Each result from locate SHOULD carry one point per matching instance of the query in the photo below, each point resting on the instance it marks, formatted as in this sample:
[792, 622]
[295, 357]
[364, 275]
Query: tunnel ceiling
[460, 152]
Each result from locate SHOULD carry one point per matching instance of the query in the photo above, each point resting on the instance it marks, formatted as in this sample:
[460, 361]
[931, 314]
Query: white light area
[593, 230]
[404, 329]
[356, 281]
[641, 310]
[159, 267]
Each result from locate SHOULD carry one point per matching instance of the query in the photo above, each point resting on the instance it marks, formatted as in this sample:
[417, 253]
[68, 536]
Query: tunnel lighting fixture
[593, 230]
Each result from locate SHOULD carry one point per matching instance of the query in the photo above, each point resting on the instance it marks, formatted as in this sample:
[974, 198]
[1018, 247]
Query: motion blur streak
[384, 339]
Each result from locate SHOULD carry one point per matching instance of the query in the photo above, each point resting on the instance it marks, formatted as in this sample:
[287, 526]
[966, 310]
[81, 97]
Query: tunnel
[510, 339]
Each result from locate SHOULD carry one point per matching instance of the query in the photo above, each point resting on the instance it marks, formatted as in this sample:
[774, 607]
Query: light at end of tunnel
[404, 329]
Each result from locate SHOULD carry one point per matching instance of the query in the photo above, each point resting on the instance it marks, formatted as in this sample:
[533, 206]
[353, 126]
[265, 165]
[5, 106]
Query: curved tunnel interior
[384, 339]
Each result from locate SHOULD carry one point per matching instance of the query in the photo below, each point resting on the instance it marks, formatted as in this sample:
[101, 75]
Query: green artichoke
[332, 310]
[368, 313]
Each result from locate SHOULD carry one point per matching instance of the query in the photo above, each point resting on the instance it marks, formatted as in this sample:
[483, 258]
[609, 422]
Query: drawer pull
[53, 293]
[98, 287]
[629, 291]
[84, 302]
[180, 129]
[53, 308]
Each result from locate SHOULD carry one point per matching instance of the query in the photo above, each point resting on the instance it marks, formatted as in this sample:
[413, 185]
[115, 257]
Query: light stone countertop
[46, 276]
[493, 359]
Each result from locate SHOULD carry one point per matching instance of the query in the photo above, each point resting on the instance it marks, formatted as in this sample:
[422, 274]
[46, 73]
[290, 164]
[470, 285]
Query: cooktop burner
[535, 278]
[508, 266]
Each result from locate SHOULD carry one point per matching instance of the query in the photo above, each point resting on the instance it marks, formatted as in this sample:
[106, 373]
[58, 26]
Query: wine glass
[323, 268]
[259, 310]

▸ REQUIREMENTS: All of the entries must be quoted exactly; please include each one.

▸ EXERCISE SOLUTION:
Each result from locate SHOULD carry one point per matching instance of the query in the photo below, each point resting on the instance it marks, formatted as in this sample:
[792, 622]
[295, 357]
[364, 275]
Query: tunnel ceiling
[460, 152]
Each result from locate SHOULD carry one point per matching instance of the query in the photo above, each point resting on the instance it marks, formatted as in this sample:
[460, 361]
[931, 314]
Query: white light area
[593, 230]
[404, 329]
[356, 281]
[641, 310]
[159, 267]
Each result from locate SHOULD carry one point per matching instance of the query in the photo above, each point resting on the instance it marks, formatted as in this sample:
[417, 253]
[68, 536]
Query: tunnel lighting fixture
[593, 230]
Each result from locate SHOULD carry one point per matching instance of the query in the photo above, each point resting on the instance it marks, formatted as in this sample:
[974, 198]
[1018, 247]
Query: motion blur streak
[384, 339]
Each result from locate SHOULD carry one point per matching instance of the query in the photo above, each point resting on the instance it marks, formatted as in this sample:
[287, 526]
[966, 310]
[81, 97]
Query: tunnel
[510, 339]
Each result from locate SHOULD carry one point per matching instance of the query in the photo above, each point resting on the instance it marks, formatted as in this sample:
[774, 607]
Query: light at end of tunnel
[404, 329]
Each result from locate SHOULD carry one point per matching instance of the query in the photo above, each point resting on the instance it marks, formatted as in this sample:
[533, 206]
[353, 126]
[265, 165]
[5, 106]
Query: curved tunnel interior
[384, 339]
Each result from locate SHOULD carry one point per matching instance of the query in the photo below, each point resting on the instance it marks, formatted as in this sample:
[101, 75]
Query: green artichoke
[332, 310]
[368, 313]
Each result from locate SHOULD carry one point per matching instance of the query in the photo above, each point resting on the instance it marks, formatted as in this sample:
[483, 258]
[609, 422]
Query: drawer pull
[53, 293]
[98, 287]
[629, 291]
[84, 302]
[180, 129]
[53, 308]
Each result from locate SHOULD carry one point per matching instance of the query in the photo above, each point resting on the instance it marks, formatted as in this sample:
[413, 185]
[115, 257]
Query: light stone countertop
[46, 276]
[493, 359]
Each result from locate SHOULD carry one point per matching instance of the query in the photo above, each point resting on the instance it marks, formatted as in this sample:
[422, 274]
[46, 73]
[290, 164]
[470, 285]
Query: cooktop burner
[535, 278]
[508, 266]
Each result from locate SHOULD carry one point per matching instance of the query in the photo above, each point resting on the instance it marks, formatted as in this sample:
[106, 373]
[58, 26]
Query: wine glass
[323, 268]
[259, 310]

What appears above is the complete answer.